**Activity**
Each entry should be repeated exactly. Its pictures should not be.

**** Supplied records

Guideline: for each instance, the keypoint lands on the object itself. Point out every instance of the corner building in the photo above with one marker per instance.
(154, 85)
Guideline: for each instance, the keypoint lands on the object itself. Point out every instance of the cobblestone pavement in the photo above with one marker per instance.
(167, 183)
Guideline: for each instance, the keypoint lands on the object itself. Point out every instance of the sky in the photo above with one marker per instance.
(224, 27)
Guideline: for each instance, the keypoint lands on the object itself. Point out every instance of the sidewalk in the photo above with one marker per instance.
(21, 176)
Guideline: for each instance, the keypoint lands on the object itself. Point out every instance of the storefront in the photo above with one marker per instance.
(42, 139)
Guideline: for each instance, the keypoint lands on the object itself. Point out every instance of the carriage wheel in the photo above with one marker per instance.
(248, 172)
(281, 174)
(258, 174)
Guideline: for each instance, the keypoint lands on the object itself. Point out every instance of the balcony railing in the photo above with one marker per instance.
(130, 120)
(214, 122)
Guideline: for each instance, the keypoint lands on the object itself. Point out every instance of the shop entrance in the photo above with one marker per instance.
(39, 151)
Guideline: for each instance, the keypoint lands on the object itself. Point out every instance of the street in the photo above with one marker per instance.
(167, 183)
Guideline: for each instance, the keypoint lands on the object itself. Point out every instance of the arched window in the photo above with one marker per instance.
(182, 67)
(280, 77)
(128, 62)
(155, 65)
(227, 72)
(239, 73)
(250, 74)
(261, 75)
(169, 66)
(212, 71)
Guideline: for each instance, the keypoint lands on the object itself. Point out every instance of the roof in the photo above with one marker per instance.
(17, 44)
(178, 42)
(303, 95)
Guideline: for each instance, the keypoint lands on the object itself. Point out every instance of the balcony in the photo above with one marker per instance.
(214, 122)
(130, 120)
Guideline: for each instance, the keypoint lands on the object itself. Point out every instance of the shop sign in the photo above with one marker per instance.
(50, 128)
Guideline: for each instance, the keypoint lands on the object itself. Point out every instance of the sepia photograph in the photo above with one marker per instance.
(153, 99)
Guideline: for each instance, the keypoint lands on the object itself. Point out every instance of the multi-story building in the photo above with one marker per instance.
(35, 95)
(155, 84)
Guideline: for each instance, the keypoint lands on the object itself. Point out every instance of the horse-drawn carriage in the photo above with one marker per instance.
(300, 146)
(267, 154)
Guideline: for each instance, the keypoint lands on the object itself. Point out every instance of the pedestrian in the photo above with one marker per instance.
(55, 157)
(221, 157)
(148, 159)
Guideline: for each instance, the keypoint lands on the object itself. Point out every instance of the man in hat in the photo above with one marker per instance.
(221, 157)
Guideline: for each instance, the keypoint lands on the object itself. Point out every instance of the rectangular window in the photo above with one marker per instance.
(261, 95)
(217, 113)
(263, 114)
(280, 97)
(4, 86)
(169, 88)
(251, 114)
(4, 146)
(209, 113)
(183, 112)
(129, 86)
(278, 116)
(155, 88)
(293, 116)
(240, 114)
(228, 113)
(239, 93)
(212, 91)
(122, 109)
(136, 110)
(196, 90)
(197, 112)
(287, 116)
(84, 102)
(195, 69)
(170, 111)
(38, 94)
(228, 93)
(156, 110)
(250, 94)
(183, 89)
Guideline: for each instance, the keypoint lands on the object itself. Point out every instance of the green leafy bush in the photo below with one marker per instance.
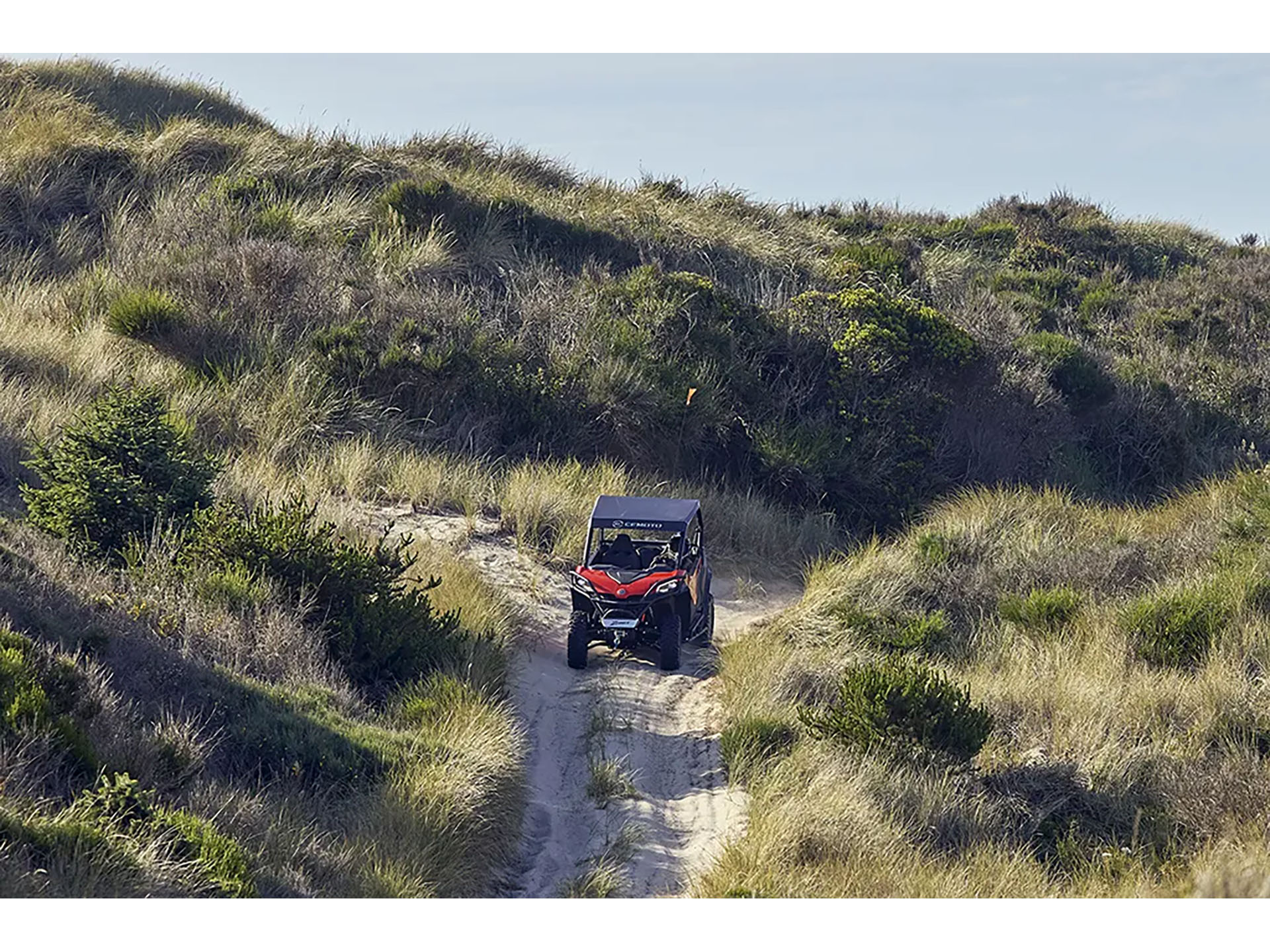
(1101, 298)
(1177, 629)
(379, 626)
(902, 705)
(219, 858)
(118, 469)
(884, 331)
(118, 801)
(934, 547)
(1072, 371)
(878, 259)
(1046, 610)
(417, 204)
(1053, 287)
(143, 313)
(22, 697)
(122, 805)
(751, 742)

********

**Response to this task**
Guideline: for each instance, the keypoint lands on the object itself. Point out every instance of the corner building in the photo above with one marker per instance.
(154, 85)
Guideline: for each instance, the keypoint lands on the object itself. Point out every instance of the cobblestone pavement in the photo above with one marker per instance.
(167, 183)
Guideline: for each instance, the keypoint lands on the object itself. Point out every instance of the sky in the photo above with one marker per instance.
(224, 27)
Guideline: for each instance, the keypoint lands on the object itself. Point out every instance of the sidewalk in the photo above with one marker per instance.
(21, 176)
Guideline: for each instance, the keypoint lands on the object itself. Point out every instance of the storefront in the photo above with one marker per instance.
(42, 139)
Guideline: for each instance, the keypoint lands on the object itself. Point out every instance of the carriage wheel in the photo above with one marker per instance.
(248, 172)
(281, 174)
(258, 174)
Guideline: for each instance, the keypoint lands on the object itself. Point out every instance of the balcony railing in the photo above with one marker per instance.
(130, 120)
(214, 122)
Guideline: for each instance, the keypoint lands on the object itself. Point out every instance of the shop entrance in the photo above with one marker per instance.
(39, 151)
Guideline: for each instance, the keypoint lands on the object itself. Point out every instance of the street in the photo above with one marker per instance.
(167, 183)
Guideline: for each instance, the keypoint lands on the object itself. Point out every instance of the arched window in the photo above with one marker per instance.
(182, 67)
(280, 77)
(128, 62)
(155, 65)
(227, 72)
(239, 73)
(250, 74)
(261, 75)
(169, 66)
(212, 71)
Guideline: for each instance, the keypoint lands on the object itself. Point out every instance of the roof in the photo above with one marker per instance.
(17, 44)
(178, 42)
(303, 95)
Guideline: for each instance, the keypoint lands on the object itself. Point out every instance of the balcony in the photo above with one marker per instance.
(214, 122)
(130, 120)
Guideline: for each instance, the keypoint lands on the object itself. Point out every instance of the shop sign in the photo above with one marker per instance.
(50, 128)
Guideline: for each instance, the keypoint lands on the object itself. Point out every instance of the sepia photograph in the photo above with one marker per instance.
(153, 99)
Guideline: for each instance, the keypoint lands on the object itself. Point out every instance of the multi-story building in the photo above with one marker per instance.
(35, 95)
(155, 84)
Guideline: for each instance, the keypoint lands on the object itself. Point out every instance of the horse-drawn carriage in the photo above with one marker per instance.
(300, 146)
(267, 154)
Guideline: for each instance, the keypoint lands on the object itself. Point out every instance of the pedestrian in the photo above with one marker per instance.
(55, 157)
(221, 157)
(148, 159)
Guideline: for each instance, the keypoint lands on the object itself. Point out every instance of the man in hat in the photo above with one marker per instance.
(221, 157)
Guideline: for each instance, the keypoint lands on the object itself. Point out every instance of the rectangular window in the photo above with one marker per instance.
(261, 95)
(217, 113)
(263, 114)
(280, 97)
(4, 86)
(169, 88)
(251, 114)
(4, 146)
(209, 113)
(183, 112)
(129, 86)
(278, 116)
(155, 88)
(293, 116)
(240, 114)
(228, 113)
(239, 93)
(212, 91)
(122, 109)
(136, 110)
(196, 90)
(197, 112)
(287, 116)
(84, 102)
(195, 69)
(170, 111)
(38, 94)
(228, 93)
(156, 110)
(250, 94)
(183, 89)
Guideline: for each instance, the keypoint lands on the object itself. Point out every instance of the green leafy bush in the photo below with one marker per instance.
(1101, 298)
(1177, 629)
(379, 626)
(902, 705)
(219, 858)
(118, 469)
(884, 331)
(118, 801)
(934, 547)
(1072, 371)
(878, 259)
(1046, 610)
(417, 204)
(1053, 287)
(143, 313)
(22, 697)
(122, 805)
(751, 742)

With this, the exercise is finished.